===== Source document =====

Overview | Releases | Download | Docs | Links | Help | RecentChanges

Point 1 Setup

see also PointOneDcs

Introduction

All DAQ related servers, SBCs and ROSs are in USA15. We have 9 servers, pc-sct-mon-0n where n=1,9. Servers 1,2,3,4 and 9 are generally used for the barrel DAQ. Servers 5 and 6 are used for endcapC DAQ. Servers 7 and 8 are used for endcapA DAQ. For the physical layout of the ROD crates, SBCs, servers, and associated ROSs, see the sections below.

Barrel ROD crates

The shows which crates service which barrel modules, when viewed from the front of the crates:

Rack Y.23            | Rack Y.22
-------------------------------------------
SBC0                 | SBC1
sbc-sct-rcc-bc-02    | sbc-sct-rcc-ba-02
C-side USA15 modules | A-side USA15 modules
ROS pc-sct-ros-bc-01 | ROS pc-sct-ros-ba-01 
ROBid 0x2201nn       | ROBid 0x2101nn
REB port 16          | REB port 14
-------------------------------------------
SBC2                 | SBC3
sbc-sct-rcc-bc-01    | sbc-sct-rcc-ba-01
C-side US15 modules  | A-side US15 modules
ROS pc-sct-ros-bc-00 | ROS pc-sct-ros-ba-00
ROBid 0x2200nn       | ROBid 0x2100nn
REB port 15          | REB port 13
-------------------------------------------
Server pc-sct-mon-08 | Server pc-sct-mon-06
-------------------------------------------
Server pc-sct-mon-07 | Server pc-sct-mon-05
-------------------------------------------

EndCap ROD crates

The shows which crates service which endcap modules, when viewed from the front of the crates:

Rack Y.24-14         | Rack Y.25-14
-------------------------------------------
SBC7                 | SBC5
sbc-sct-rcc-eca-02   | sbc-sct-rcc-ecc-02
ROS pc-sct-ros-eca-01| ROS pc-sct-ros-ecc-01
12 RODs              | 11 RODs
ROBid 0x2301nn       | ROBid 0x2401nn
-------------------------------------------
SBC6                 | SBC4
sbc-sct-rcc-eca-01   | sbc-sct-rcc-ecc-01
ROS pc-sct-ros-eca-00| ROS pc-sct-ros-ecc-00
11 RODs              | 12 RODs
ROBid 0x2300nn       | ROBid 0x2400nn
-------------------------------------------
Server pc-sct-mon-02 | Server pc-sct-mon-04
-------------------------------------------
Server pc-sct-mon-01 | Server pc-sct-mon-03
-------------------------------------------

Working with the Barrels

The barrel DAQ is an SLC4 system running tdaq-01-08-03.

Working with Endcap A

The endcapA DAQ is an SLC3 system running tdaq-01-07-00.

Working with Endcap C

The endcapC DAQ is an SLC3 system running tdaq-01-07-00.

What to do in case of problems

First of all note there is NO ROOT access to point 1 machines, but there is some limited root functionality available via 'sudo'.

Your /tmp directory is full. Try clearing out some garbage and try again.
Eg remove the ConfigurationLog file if there is one, and it is probably
safe to empty the /tmp/backup directory.

===== Record list =====

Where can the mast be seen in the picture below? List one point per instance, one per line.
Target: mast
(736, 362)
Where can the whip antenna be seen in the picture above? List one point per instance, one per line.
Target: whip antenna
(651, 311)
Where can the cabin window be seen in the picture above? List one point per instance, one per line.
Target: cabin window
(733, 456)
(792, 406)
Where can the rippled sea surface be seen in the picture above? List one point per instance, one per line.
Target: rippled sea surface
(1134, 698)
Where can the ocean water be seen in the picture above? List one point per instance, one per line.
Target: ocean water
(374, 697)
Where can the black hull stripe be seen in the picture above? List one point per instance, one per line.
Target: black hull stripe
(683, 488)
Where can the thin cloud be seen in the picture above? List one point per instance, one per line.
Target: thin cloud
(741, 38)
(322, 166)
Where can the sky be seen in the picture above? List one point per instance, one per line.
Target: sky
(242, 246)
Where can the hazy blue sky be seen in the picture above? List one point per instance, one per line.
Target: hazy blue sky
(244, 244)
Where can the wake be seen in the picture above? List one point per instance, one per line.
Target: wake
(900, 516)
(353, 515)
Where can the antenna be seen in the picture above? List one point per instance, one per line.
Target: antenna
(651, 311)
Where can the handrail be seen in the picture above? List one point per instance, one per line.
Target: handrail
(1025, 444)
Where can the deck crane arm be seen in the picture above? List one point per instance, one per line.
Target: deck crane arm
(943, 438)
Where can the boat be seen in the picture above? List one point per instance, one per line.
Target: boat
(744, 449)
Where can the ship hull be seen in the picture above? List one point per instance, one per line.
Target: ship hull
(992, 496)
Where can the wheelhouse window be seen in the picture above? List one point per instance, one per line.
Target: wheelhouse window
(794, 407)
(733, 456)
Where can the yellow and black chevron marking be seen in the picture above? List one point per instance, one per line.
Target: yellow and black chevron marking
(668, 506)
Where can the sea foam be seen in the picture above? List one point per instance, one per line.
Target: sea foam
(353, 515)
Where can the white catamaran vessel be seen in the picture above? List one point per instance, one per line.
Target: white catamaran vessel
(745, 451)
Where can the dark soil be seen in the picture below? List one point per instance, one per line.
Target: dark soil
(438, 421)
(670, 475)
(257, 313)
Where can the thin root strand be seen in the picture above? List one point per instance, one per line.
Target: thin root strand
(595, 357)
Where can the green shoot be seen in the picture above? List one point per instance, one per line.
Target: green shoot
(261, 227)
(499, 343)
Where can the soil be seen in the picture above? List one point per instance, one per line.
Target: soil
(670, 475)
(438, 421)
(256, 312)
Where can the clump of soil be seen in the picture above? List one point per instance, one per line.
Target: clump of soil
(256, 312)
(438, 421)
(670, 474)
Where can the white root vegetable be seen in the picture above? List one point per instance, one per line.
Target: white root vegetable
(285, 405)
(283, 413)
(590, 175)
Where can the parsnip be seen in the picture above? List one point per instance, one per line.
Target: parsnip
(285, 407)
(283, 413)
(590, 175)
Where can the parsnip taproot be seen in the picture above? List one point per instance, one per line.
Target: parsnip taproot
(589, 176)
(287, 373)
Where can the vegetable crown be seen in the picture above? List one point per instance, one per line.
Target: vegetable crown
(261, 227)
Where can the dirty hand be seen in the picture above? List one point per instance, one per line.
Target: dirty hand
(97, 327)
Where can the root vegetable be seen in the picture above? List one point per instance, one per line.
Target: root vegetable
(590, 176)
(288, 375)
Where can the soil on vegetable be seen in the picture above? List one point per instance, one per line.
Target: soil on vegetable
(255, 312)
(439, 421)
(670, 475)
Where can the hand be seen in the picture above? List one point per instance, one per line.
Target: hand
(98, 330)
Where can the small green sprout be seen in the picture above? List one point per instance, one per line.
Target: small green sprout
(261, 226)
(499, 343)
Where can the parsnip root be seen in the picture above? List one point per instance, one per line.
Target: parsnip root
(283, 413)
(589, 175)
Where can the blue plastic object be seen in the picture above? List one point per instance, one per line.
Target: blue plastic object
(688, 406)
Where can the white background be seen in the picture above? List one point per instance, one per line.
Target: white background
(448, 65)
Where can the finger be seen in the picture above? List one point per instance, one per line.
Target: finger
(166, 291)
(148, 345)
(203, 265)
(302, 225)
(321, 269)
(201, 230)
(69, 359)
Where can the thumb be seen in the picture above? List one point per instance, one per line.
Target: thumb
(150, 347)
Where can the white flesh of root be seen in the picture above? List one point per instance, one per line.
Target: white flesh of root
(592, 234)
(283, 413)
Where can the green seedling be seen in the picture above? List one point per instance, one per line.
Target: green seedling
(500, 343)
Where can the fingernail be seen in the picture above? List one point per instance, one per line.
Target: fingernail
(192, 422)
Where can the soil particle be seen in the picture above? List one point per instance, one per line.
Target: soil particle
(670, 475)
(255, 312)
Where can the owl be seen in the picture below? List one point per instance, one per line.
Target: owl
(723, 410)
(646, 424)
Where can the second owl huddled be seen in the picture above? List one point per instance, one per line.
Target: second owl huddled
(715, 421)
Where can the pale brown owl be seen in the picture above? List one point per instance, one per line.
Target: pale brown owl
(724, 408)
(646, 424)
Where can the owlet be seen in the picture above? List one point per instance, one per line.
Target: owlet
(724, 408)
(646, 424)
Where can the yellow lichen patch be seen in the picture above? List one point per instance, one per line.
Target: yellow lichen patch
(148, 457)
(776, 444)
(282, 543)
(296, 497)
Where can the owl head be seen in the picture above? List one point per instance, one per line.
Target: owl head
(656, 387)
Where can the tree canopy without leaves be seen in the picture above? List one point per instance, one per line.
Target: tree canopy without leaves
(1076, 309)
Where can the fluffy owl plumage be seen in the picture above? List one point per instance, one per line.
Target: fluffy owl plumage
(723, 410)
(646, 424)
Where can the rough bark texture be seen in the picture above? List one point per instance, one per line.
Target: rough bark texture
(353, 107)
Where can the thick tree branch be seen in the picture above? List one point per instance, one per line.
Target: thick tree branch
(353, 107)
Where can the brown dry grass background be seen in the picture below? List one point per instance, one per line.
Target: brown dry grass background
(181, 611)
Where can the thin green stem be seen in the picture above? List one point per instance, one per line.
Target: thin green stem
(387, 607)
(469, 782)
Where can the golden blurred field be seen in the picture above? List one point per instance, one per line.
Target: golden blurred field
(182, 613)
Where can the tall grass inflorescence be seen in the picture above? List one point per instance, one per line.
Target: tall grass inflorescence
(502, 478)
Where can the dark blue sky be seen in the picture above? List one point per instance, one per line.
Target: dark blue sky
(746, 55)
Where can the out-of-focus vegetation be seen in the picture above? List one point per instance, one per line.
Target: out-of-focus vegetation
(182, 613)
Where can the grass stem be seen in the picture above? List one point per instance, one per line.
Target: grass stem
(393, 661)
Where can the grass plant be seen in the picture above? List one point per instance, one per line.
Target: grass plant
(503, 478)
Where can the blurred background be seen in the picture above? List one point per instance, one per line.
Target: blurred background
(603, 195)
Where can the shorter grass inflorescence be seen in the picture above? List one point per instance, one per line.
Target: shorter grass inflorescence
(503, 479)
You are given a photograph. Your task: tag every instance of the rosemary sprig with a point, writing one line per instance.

=====

Do these statements agree with the Point 1 setup page? (a) All the DAQ servers, SBCs and ROSs are in USA15; (b) the barrel DAQ runs tdaq-01-07-00; (c) users have root access to Point 1 machines. Answer each with yes or no and quote the words of the page that settle it.

■ Answer:
(a) Yes: "All DAQ related servers, SBCs and ROSs are in USA15."
(b) No: "The barrel DAQ is an SLC4 system running tdaq-01-08-03."
(c) No: "there is NO ROOT access to point 1 machines"